▸ Textauszug:
.....

Teisnach. Bei der Bürgermeisterdienstbesprechung, zu der die scheidende Landrätin Rita Röhrl an den Campus in Teisnach geladen hatte, wurde der aktuelle Stand beim Projekt „Demokratie leben!“, die Suche nach Pflegeeltern, der digitale Bauantrag sowie die interkommunale Zusammenarbeit bei der Verwaltungsdigitalisierung thematisiert.

„Ich darf euch ganz herzlich begrüßen bei meiner letzten Bürgermeisterdienstversammlung. Aber die letzte soll auch eine erste sein und deshalb habe ich heute auch den zukünftigen Landrat Dr. Ronny Raith dabei“, erklärte Röhrl zu Beginn. So könne Raith schon einmal „Bürgermeisterdienstluft schnuppern“. Wie immer habe man ein straffes Programm und es gehe darum, die Bürgermeister gut über die Geschehnisse im Landkreis zu informieren. Entsprechend gab Röhrl zügig einen Überblick über die Tagesordnungspunkte und übergab für den ersten Punkt gleich das Wort an Kommunale Jugendpflegerin Kathrin Götz und Sigrid Kick von der Koordinierungs- und Fachstelle „Demokratie leben!“, die den Zwischenbericht zu „Demokratie leben!“ im Landkreis präsentierten.

.....

▸ Aufgabe: Schreibe aus dem Textauszug alles von „Teisnach. Bei der“ bis hinunter zu „der Verwaltungsdigitalisierung thematisiert.“ neu. Ersetze dabei „Pflegeeltern“ durch „Tagespflegepersonen“.

.....

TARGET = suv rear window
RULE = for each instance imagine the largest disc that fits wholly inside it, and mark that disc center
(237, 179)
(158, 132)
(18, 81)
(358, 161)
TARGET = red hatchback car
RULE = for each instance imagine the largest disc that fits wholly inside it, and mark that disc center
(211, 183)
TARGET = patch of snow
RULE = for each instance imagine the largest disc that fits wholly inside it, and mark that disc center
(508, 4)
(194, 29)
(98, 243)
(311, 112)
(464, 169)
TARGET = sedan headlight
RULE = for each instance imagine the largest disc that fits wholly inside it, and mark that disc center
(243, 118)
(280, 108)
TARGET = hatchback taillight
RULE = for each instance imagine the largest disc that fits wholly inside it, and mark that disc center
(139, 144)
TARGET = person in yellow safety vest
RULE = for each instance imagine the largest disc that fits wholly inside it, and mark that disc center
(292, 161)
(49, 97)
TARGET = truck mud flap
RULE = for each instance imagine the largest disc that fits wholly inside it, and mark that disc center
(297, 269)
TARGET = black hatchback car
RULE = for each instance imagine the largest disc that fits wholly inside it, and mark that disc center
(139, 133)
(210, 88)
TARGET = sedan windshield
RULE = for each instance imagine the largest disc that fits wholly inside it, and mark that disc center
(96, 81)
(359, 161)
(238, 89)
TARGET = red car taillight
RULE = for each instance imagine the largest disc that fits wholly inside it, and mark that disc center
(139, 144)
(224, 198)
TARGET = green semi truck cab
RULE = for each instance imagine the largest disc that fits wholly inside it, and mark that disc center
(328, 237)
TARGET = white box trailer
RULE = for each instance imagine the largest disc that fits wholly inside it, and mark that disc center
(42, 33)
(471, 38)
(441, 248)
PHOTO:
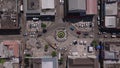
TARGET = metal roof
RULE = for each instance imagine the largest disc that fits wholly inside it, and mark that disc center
(110, 21)
(47, 4)
(76, 5)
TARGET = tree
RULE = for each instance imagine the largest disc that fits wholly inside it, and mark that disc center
(2, 60)
(61, 61)
(54, 53)
(43, 25)
(94, 43)
(46, 47)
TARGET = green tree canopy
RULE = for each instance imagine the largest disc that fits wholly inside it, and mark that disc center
(54, 54)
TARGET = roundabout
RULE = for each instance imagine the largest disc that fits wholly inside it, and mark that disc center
(61, 35)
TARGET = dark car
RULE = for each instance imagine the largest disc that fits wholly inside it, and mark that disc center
(78, 32)
(44, 30)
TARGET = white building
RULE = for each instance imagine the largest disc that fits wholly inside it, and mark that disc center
(47, 4)
(110, 22)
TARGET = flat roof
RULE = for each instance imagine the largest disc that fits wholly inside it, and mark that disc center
(47, 4)
(110, 21)
(83, 63)
(76, 5)
(9, 14)
(32, 6)
(111, 8)
(47, 64)
(91, 7)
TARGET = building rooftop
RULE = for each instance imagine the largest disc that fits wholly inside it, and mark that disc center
(77, 5)
(111, 8)
(83, 63)
(9, 49)
(111, 64)
(48, 4)
(8, 14)
(45, 62)
(110, 22)
(91, 7)
(32, 6)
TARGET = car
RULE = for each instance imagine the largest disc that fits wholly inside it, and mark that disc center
(113, 36)
(25, 34)
(44, 30)
(91, 36)
(86, 33)
(105, 36)
(35, 19)
(61, 1)
(81, 42)
(75, 42)
(84, 42)
(78, 32)
(72, 28)
(98, 22)
(99, 33)
(98, 18)
(32, 33)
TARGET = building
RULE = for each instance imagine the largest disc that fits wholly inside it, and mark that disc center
(9, 15)
(111, 51)
(111, 64)
(110, 22)
(82, 63)
(44, 62)
(47, 4)
(111, 9)
(76, 6)
(80, 8)
(9, 49)
(91, 7)
(32, 8)
(42, 9)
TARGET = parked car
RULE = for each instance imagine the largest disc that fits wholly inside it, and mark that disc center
(72, 28)
(25, 34)
(35, 19)
(113, 36)
(78, 32)
(61, 1)
(105, 36)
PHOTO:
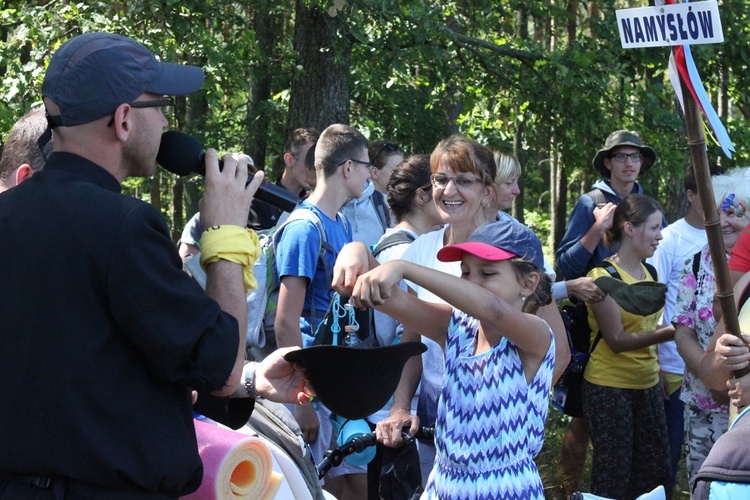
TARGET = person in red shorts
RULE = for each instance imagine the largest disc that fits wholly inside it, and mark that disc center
(739, 259)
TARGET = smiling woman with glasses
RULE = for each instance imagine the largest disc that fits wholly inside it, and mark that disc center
(441, 181)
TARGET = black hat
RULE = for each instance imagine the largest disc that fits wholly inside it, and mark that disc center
(92, 74)
(623, 138)
(351, 382)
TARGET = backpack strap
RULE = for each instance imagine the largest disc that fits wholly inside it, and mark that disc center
(597, 195)
(393, 239)
(381, 208)
(743, 297)
(696, 263)
(305, 213)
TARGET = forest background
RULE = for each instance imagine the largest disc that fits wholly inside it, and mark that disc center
(546, 80)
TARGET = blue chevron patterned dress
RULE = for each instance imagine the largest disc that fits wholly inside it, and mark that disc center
(490, 422)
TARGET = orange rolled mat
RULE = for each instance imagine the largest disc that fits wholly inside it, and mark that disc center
(235, 466)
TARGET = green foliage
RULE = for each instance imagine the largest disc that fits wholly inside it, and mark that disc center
(419, 71)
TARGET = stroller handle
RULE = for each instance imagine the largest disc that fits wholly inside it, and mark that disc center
(334, 456)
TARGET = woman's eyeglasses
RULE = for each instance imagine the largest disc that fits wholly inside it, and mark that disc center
(623, 157)
(460, 181)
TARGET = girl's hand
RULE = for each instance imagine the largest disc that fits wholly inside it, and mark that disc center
(732, 352)
(739, 391)
(375, 287)
(353, 260)
(388, 431)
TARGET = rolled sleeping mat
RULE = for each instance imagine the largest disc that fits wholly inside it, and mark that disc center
(235, 466)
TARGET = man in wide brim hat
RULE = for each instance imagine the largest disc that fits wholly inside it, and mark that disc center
(618, 139)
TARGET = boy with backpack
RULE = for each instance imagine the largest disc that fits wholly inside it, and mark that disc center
(342, 168)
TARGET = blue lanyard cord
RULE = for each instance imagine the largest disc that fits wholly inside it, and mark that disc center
(352, 315)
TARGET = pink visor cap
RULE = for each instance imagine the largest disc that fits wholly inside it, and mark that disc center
(499, 240)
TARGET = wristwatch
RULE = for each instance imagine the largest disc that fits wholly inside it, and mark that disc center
(249, 371)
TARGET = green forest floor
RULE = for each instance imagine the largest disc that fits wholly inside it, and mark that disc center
(548, 461)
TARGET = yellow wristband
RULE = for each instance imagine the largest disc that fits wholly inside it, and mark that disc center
(234, 244)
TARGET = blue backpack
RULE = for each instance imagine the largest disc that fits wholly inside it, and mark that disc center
(262, 302)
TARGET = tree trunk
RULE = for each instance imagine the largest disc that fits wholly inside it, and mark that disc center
(519, 153)
(178, 221)
(320, 85)
(267, 26)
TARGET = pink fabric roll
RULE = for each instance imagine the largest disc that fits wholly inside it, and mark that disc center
(235, 466)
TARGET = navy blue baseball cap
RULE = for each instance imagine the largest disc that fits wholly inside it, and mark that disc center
(499, 240)
(92, 74)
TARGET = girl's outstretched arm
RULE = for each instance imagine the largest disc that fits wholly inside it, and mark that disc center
(498, 318)
(353, 260)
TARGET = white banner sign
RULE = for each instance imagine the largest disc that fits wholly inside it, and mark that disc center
(666, 25)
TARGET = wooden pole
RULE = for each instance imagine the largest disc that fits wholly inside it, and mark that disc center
(697, 144)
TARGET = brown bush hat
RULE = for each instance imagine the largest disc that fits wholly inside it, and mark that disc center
(623, 138)
(354, 383)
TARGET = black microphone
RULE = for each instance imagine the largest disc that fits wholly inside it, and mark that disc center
(183, 155)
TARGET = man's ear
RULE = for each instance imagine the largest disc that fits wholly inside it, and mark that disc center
(23, 172)
(288, 159)
(374, 173)
(121, 121)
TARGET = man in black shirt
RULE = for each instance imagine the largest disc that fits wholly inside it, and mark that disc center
(104, 337)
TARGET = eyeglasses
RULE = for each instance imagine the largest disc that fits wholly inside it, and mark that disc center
(391, 148)
(367, 164)
(623, 157)
(166, 104)
(460, 181)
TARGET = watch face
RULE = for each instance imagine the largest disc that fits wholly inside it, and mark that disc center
(250, 380)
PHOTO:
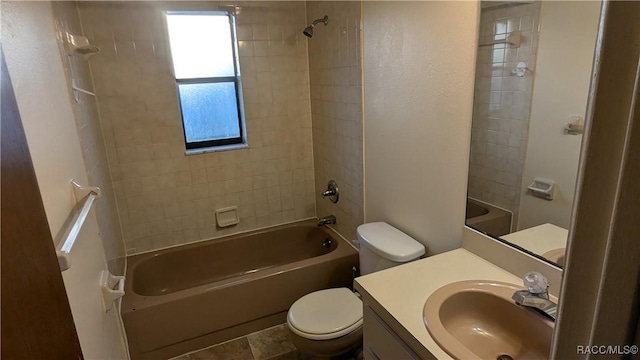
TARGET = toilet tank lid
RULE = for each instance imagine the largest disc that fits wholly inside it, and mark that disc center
(389, 242)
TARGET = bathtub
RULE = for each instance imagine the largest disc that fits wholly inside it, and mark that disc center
(188, 297)
(487, 218)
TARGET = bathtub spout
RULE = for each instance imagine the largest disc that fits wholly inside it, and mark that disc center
(327, 220)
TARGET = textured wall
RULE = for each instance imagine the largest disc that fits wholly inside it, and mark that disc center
(418, 96)
(166, 198)
(66, 19)
(335, 73)
(502, 105)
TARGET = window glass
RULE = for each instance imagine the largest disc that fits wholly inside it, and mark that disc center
(207, 78)
(201, 45)
(209, 111)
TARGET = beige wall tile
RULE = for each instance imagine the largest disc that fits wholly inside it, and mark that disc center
(335, 74)
(169, 198)
(502, 108)
(90, 130)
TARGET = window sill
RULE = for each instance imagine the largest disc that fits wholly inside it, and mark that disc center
(216, 149)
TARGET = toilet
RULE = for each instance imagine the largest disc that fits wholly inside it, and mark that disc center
(328, 323)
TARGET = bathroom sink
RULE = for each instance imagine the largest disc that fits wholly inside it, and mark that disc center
(556, 255)
(478, 320)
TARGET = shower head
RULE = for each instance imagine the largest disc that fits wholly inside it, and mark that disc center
(308, 31)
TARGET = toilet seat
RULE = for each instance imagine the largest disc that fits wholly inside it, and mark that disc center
(326, 314)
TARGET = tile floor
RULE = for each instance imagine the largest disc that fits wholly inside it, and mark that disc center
(269, 344)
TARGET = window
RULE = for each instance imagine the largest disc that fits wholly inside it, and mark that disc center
(205, 65)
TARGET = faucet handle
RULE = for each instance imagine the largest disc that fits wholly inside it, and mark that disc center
(536, 283)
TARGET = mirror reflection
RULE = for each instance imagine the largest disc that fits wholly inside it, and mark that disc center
(533, 72)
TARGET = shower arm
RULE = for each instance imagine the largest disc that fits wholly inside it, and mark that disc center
(325, 20)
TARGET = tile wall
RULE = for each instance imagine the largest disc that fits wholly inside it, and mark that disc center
(502, 106)
(91, 137)
(166, 198)
(335, 71)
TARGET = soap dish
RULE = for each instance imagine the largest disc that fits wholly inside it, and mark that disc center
(542, 188)
(227, 216)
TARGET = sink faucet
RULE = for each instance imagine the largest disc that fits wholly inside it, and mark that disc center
(537, 295)
(327, 220)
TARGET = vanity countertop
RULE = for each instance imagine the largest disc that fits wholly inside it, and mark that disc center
(539, 239)
(403, 290)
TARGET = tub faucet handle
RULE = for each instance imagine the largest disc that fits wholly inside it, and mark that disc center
(332, 192)
(327, 220)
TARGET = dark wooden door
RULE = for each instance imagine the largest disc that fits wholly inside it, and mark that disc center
(36, 317)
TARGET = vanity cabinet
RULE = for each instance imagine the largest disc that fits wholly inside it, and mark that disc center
(381, 342)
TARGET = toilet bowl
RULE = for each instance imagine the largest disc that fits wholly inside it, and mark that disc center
(328, 323)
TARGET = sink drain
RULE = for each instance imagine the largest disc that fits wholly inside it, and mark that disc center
(504, 357)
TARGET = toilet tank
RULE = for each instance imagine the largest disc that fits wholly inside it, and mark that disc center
(382, 246)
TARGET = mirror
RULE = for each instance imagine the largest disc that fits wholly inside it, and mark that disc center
(533, 72)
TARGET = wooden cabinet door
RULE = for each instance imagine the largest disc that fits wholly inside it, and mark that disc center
(36, 317)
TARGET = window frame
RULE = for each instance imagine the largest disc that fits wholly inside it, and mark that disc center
(218, 144)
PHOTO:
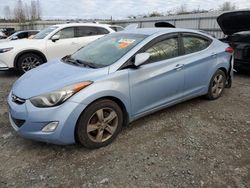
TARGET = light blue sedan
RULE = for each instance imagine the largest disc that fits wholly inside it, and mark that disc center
(89, 96)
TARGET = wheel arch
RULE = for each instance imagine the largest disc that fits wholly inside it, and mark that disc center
(37, 52)
(112, 98)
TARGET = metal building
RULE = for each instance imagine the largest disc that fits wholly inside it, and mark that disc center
(198, 21)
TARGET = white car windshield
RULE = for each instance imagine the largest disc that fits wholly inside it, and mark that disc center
(42, 34)
(107, 50)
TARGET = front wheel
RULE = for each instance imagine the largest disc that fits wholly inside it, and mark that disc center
(99, 124)
(217, 85)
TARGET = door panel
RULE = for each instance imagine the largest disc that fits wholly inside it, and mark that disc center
(156, 84)
(198, 60)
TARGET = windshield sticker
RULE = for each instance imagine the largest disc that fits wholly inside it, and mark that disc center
(124, 43)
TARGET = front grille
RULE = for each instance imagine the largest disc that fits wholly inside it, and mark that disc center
(18, 122)
(17, 99)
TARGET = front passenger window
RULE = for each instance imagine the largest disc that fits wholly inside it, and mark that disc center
(67, 33)
(194, 44)
(162, 50)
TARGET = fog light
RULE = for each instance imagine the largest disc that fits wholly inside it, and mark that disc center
(50, 127)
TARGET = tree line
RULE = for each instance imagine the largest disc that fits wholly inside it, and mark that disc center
(183, 9)
(23, 12)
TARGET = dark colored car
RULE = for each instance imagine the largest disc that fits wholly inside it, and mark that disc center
(23, 34)
(236, 25)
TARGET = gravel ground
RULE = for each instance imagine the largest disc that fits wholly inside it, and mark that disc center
(198, 143)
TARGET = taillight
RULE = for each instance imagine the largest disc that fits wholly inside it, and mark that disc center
(229, 50)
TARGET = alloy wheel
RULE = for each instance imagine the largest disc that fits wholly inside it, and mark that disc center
(218, 85)
(102, 125)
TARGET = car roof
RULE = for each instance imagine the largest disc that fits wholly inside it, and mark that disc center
(81, 24)
(152, 31)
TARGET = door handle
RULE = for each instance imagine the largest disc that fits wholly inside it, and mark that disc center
(213, 55)
(178, 67)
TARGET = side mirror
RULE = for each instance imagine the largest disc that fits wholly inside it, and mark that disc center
(14, 38)
(55, 38)
(141, 58)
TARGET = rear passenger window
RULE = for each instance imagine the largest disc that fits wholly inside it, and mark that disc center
(67, 33)
(84, 31)
(165, 49)
(101, 31)
(194, 44)
(22, 35)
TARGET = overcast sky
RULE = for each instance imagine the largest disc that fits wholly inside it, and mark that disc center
(118, 9)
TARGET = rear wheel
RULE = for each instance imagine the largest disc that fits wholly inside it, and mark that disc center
(28, 61)
(99, 124)
(217, 85)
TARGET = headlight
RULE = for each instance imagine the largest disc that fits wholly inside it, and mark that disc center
(56, 98)
(3, 50)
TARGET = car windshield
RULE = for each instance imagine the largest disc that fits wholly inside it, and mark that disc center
(107, 50)
(42, 34)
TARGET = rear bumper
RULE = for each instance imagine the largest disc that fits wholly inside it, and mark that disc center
(238, 62)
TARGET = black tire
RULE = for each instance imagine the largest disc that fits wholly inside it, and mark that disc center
(220, 85)
(89, 139)
(23, 61)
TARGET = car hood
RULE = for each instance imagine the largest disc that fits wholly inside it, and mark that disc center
(52, 76)
(233, 22)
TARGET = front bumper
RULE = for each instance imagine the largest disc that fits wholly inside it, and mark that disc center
(28, 121)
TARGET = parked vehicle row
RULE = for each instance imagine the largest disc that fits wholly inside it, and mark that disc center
(87, 97)
(53, 42)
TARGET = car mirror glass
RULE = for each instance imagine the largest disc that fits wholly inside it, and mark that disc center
(141, 58)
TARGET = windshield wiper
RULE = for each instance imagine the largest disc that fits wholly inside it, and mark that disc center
(89, 64)
(80, 63)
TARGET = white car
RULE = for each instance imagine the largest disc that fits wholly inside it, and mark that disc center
(53, 42)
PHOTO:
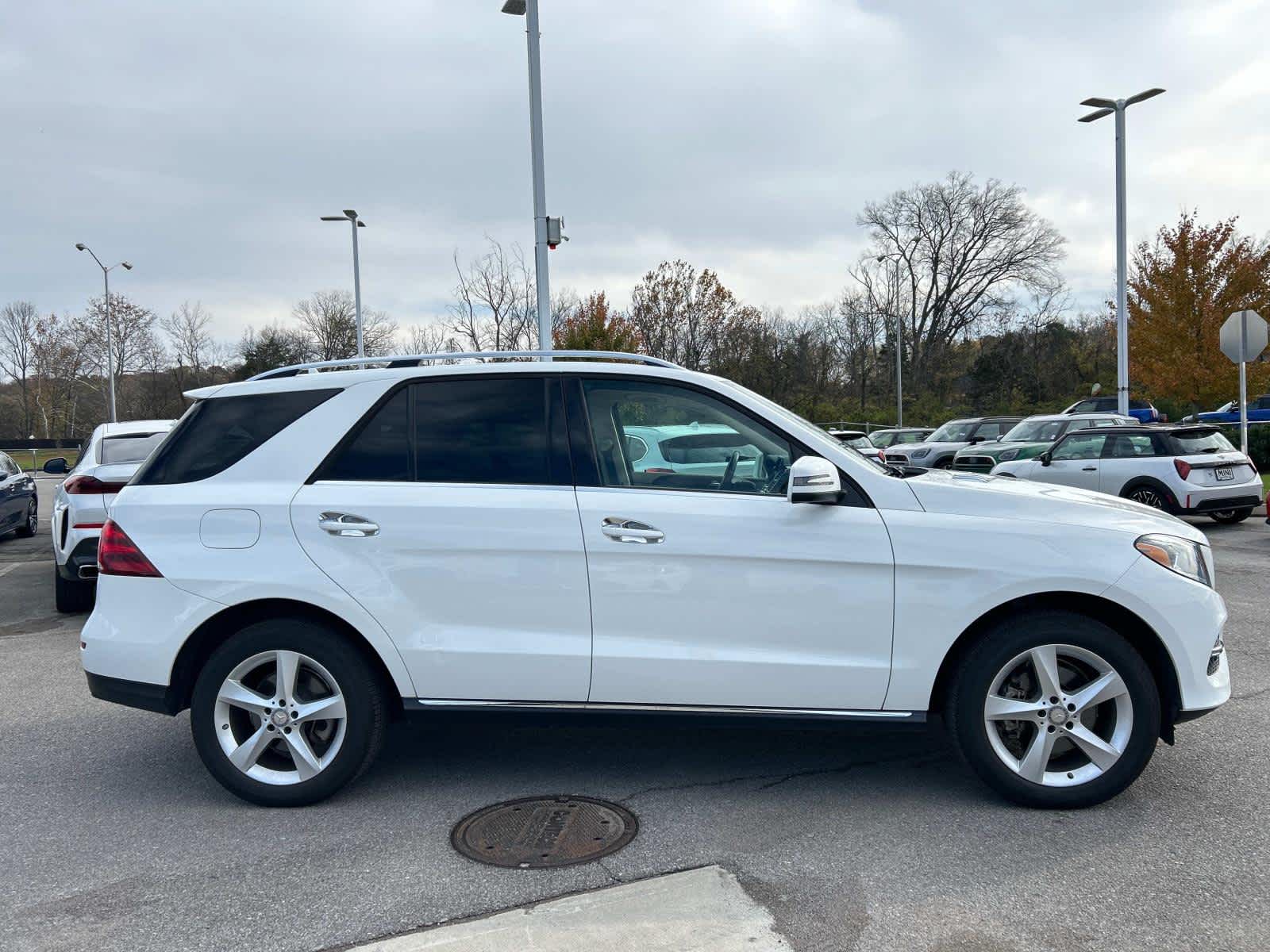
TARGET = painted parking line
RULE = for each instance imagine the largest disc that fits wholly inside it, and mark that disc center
(698, 911)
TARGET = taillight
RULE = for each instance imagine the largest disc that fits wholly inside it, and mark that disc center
(90, 486)
(118, 555)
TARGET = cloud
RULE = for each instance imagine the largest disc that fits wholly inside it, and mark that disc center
(203, 141)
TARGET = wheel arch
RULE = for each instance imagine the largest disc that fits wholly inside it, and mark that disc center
(216, 630)
(1115, 616)
(1170, 497)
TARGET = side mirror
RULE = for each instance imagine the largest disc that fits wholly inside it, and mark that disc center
(814, 480)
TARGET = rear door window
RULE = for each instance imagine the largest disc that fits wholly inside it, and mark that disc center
(216, 433)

.....

▸ Ergebnis:
Teisnach. Bei der Bürgermeisterdienstbesprechung, zu der die scheidende Landrätin Rita Röhrl an den Campus in Teisnach geladen hatte, wurde der aktuelle Stand beim Projekt „Demokratie leben!“, die Suche nach Tagespflegepersonen, der digitale Bauantrag sowie die interkommunale Zusammenarbeit bei der Verwaltungsdigitalisierung thematisiert.